The data START
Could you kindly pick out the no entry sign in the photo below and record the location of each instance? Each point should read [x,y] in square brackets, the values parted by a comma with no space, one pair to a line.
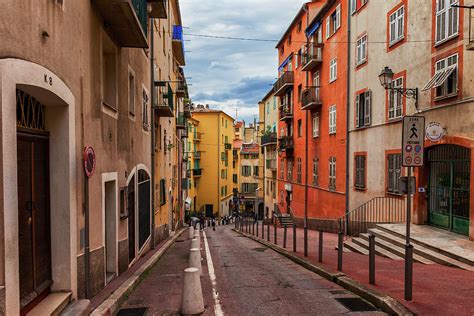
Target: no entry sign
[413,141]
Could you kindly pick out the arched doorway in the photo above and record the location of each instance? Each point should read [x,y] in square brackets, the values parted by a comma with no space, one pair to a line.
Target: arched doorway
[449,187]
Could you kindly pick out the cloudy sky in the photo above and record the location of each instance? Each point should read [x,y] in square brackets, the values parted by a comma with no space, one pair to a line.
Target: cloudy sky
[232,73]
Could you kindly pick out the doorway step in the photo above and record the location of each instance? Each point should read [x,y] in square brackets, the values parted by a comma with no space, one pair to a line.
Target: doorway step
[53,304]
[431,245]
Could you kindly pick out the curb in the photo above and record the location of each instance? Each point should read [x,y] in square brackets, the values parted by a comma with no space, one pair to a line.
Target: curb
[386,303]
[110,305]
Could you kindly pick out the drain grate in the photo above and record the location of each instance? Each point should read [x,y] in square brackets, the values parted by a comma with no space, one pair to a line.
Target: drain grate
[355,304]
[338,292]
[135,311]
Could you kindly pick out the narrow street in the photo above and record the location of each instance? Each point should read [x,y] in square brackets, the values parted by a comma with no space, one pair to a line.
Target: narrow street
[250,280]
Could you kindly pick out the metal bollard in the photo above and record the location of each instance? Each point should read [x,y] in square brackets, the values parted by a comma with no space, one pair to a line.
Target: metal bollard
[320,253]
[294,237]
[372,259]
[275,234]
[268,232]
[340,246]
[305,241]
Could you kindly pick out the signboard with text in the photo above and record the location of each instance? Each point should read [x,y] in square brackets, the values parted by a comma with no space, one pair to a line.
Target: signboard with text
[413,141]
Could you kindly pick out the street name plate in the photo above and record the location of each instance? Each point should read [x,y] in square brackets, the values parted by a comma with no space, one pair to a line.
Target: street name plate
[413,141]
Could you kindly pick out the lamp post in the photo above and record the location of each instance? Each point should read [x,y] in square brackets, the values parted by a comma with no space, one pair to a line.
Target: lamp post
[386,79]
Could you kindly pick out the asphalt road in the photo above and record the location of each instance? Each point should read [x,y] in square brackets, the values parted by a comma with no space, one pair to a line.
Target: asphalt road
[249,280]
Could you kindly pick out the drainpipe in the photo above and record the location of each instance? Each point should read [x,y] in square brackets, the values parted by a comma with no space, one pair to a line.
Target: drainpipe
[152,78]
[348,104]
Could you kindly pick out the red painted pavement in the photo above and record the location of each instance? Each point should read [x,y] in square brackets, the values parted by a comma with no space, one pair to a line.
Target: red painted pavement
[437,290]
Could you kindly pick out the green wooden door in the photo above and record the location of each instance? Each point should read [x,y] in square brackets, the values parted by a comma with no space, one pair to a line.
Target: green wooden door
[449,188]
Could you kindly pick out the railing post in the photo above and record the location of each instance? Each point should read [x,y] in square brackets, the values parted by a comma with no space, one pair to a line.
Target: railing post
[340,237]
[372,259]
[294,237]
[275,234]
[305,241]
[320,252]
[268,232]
The data END
• **Work to be completed**: From the line holding "Could you kindly pick out the lamp" through the final line of the data above, copy every line exactly as written. Include nothing else.

• **Response box**:
Could you kindly pick out the lamp post in the photo above and record the location of each instance? Each point should read [x,y] in square brackets, the values parted by a comma with no space, one pair to a line.
Target: lamp post
[386,79]
Could you kindly pick out the asphalt road in the photo above and record the location of each instance? Each point should read [x,y] in square brackets, the values parted by a comma with no space, one pair to a line.
Target: asphalt road
[249,280]
Could you kindly pick out the drainpipe in the photo above and record the location of each instance? Each point should read [x,y] in square brackets, the values parted by a comma with no space, one pair to a line.
Target: drainpipe
[152,78]
[348,104]
Could you kindly pick out the red painted pavement in the photo above and record the location of each instance? Each point should read [x,y] in square brackets, the values parted by a comma with no space, one pair to a line.
Target: red painted pavement
[437,290]
Could you kindly pick out the green wooden door in the photo above and record the location of each instance? Each point should read [x,y] in square brackets, the values parted by a comma with no space, one pair to a line.
Target: green wooden door
[449,188]
Could you kindly pick out the railing post in the photo above and record the location of each instance? Each point should read [x,y] in square brackets, the values parted by a comma with no space, one pair to a line.
Target: railing post
[340,237]
[372,259]
[294,237]
[275,234]
[305,241]
[320,252]
[268,232]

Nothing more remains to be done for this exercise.